### Task brief
Rescale the records between the line containing "As a warehouse robot's perception module, locate gravel" and the end of the records, inclusive, by writing every one of those lines out again. Multiply each bounding box coordinate in the answers by 1.45 and round it to a whole number, halves up, leaving all other text unchanged and giving only those lines.

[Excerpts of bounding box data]

☆ ☆ ☆ ☆

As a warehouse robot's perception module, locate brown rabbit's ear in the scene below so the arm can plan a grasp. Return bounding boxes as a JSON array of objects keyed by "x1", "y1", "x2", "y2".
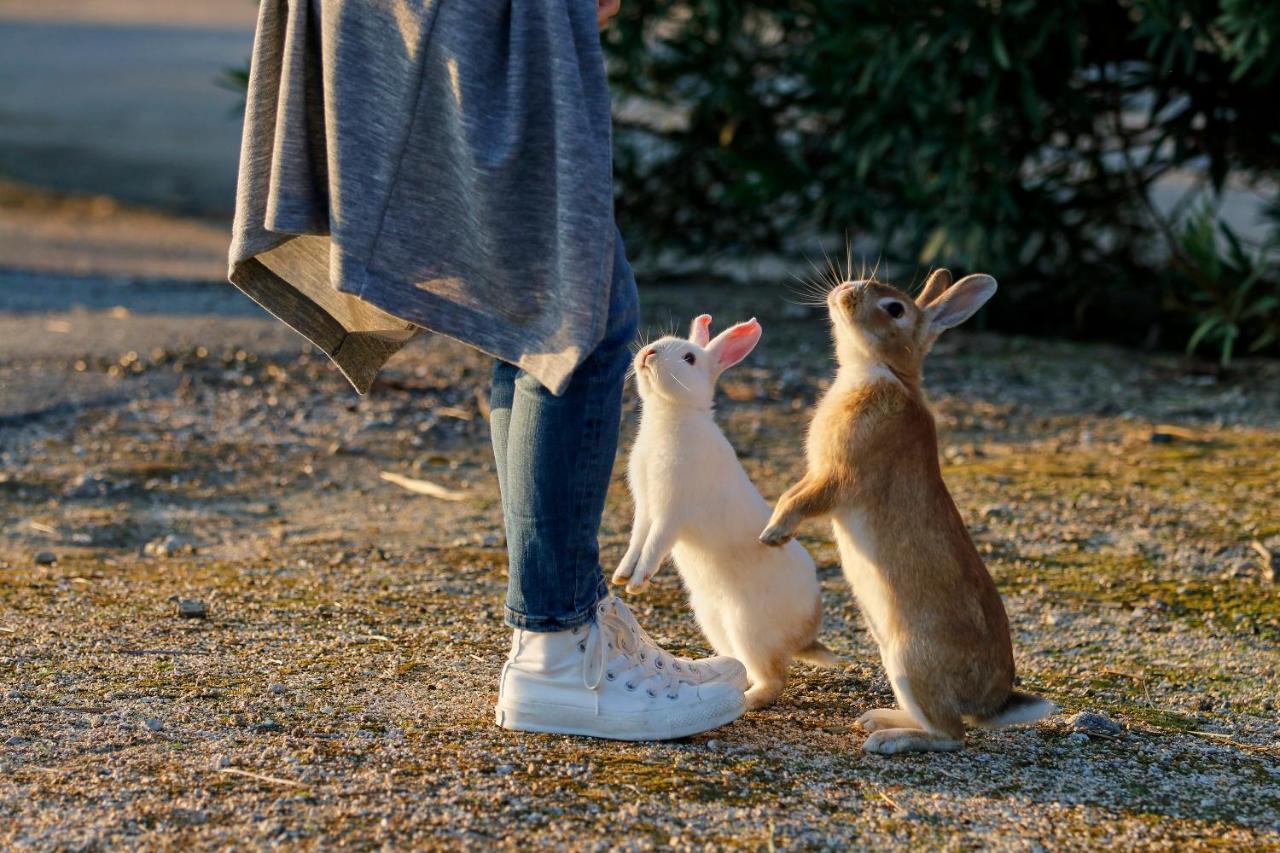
[
  {"x1": 924, "y1": 274, "x2": 996, "y2": 336},
  {"x1": 689, "y1": 314, "x2": 712, "y2": 347},
  {"x1": 915, "y1": 269, "x2": 951, "y2": 307}
]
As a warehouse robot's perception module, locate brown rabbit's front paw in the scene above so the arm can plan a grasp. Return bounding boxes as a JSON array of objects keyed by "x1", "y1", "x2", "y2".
[{"x1": 760, "y1": 524, "x2": 796, "y2": 548}]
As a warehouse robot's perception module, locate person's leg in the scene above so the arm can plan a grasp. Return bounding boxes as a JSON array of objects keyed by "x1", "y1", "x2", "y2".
[
  {"x1": 489, "y1": 229, "x2": 639, "y2": 631},
  {"x1": 489, "y1": 229, "x2": 745, "y2": 740}
]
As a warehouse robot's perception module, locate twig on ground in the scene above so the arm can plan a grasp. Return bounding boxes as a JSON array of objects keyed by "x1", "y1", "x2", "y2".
[
  {"x1": 877, "y1": 792, "x2": 906, "y2": 812},
  {"x1": 1185, "y1": 729, "x2": 1280, "y2": 756},
  {"x1": 218, "y1": 767, "x2": 310, "y2": 788},
  {"x1": 379, "y1": 471, "x2": 467, "y2": 501}
]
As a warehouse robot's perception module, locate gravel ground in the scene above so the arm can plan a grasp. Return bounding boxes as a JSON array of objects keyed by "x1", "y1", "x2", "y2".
[{"x1": 0, "y1": 277, "x2": 1280, "y2": 849}]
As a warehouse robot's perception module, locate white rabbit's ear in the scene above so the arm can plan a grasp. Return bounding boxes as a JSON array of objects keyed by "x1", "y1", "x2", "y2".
[
  {"x1": 707, "y1": 316, "x2": 762, "y2": 370},
  {"x1": 689, "y1": 314, "x2": 712, "y2": 347},
  {"x1": 925, "y1": 275, "x2": 996, "y2": 334},
  {"x1": 915, "y1": 269, "x2": 951, "y2": 307}
]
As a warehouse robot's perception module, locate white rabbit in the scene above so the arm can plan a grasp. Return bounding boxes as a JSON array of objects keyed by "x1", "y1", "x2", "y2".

☆ ☆ ☆ ☆

### Answer to the task
As a warehouse robot's perception module, locate gravel ground in the scene above so the arm can plan a grasp. Return bounding boxes as a JSON array of objects keyed by "x1", "y1", "x2", "y2".
[{"x1": 0, "y1": 402, "x2": 1856, "y2": 1231}]
As a warehouse robot's perception module, locate white rabbit's ear in the scene above so the arm can plan a grasp. Return bounding boxes as a JSON array of objects keyed by "x1", "y1", "x2", "y2".
[
  {"x1": 1025, "y1": 458, "x2": 1105, "y2": 537},
  {"x1": 999, "y1": 455, "x2": 1032, "y2": 503},
  {"x1": 1341, "y1": 399, "x2": 1444, "y2": 484},
  {"x1": 1327, "y1": 390, "x2": 1379, "y2": 445}
]
As a warehouse robot's perception module, locate white rabbit in the scene above so the arm can plan a grasp. Return bounding boxes as a JSON array of objects keyed by "x1", "y1", "x2", "y2".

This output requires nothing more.